▼▼▼
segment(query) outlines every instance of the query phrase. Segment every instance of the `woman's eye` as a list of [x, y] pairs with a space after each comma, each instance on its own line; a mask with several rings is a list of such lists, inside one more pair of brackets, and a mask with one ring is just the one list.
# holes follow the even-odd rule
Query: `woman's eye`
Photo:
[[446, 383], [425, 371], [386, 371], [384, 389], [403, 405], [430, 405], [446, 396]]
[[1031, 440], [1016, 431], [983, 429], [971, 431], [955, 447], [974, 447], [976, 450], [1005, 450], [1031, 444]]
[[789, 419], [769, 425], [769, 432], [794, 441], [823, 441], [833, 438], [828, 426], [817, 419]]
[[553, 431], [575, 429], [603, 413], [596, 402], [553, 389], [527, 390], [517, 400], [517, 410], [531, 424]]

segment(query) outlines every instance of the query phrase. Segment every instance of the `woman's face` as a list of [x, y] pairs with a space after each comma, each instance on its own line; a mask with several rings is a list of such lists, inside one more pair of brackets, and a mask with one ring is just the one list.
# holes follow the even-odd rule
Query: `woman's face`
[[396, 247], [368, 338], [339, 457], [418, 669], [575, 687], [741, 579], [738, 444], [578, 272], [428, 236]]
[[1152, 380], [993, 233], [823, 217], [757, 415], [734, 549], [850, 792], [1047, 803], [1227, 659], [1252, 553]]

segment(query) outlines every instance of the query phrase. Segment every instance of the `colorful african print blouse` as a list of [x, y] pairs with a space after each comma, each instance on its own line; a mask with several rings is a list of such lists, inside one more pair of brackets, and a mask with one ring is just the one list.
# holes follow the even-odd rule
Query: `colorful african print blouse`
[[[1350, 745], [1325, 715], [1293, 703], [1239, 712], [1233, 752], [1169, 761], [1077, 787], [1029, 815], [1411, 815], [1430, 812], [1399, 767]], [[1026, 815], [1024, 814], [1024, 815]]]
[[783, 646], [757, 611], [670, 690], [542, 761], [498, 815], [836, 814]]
▲▲▲
* Required work *
Put the lines from the start of the items up to and including the line containing "659], [1252, 553]]" into a Markdown table with the columns Row and Line, numbering each row and skipping blank lines.

* Output *
| Row | Line |
|---|---|
| 1 | segment(query) outlines every instance of the query phrase. Segment every instance of the `woman's eye` as a list of [x, y] pairs with a space after each comma, each instance on its own line; a mask with several rings is a list of such lists, inside one more pair of brackets, and a mask with one ring is just the one list. |
| 2 | # holes follow the even-odd rule |
| 3 | Query: `woman's eye` |
| 4 | Photo: |
| 5 | [[446, 383], [425, 371], [386, 371], [384, 389], [403, 405], [430, 405], [446, 396]] |
| 6 | [[1031, 440], [1016, 431], [983, 429], [971, 431], [955, 447], [974, 447], [976, 450], [1005, 450], [1031, 444]] |
| 7 | [[789, 419], [769, 425], [769, 432], [794, 441], [823, 441], [833, 438], [828, 426], [817, 419]] |
| 8 | [[553, 431], [575, 429], [603, 413], [596, 402], [553, 389], [527, 390], [517, 400], [517, 410], [531, 424]] |
| 9 | segment(query) outlines every instance of the query phrase. Segment every instance of the `woman's face` as a list of [x, y] pairs with a space after each comma, each instance on its own line; a mask with several rings is a list of such lists, inside one more pair of brackets, and a mask with one ring is just the one list. |
| 10 | # holes follow the even-odd rule |
| 11 | Query: `woman's face` |
| 12 | [[396, 247], [368, 338], [339, 457], [418, 669], [575, 687], [741, 579], [738, 444], [578, 272], [428, 236]] |
| 13 | [[1152, 380], [993, 233], [823, 217], [757, 415], [734, 549], [850, 792], [1047, 803], [1227, 659], [1252, 553]] |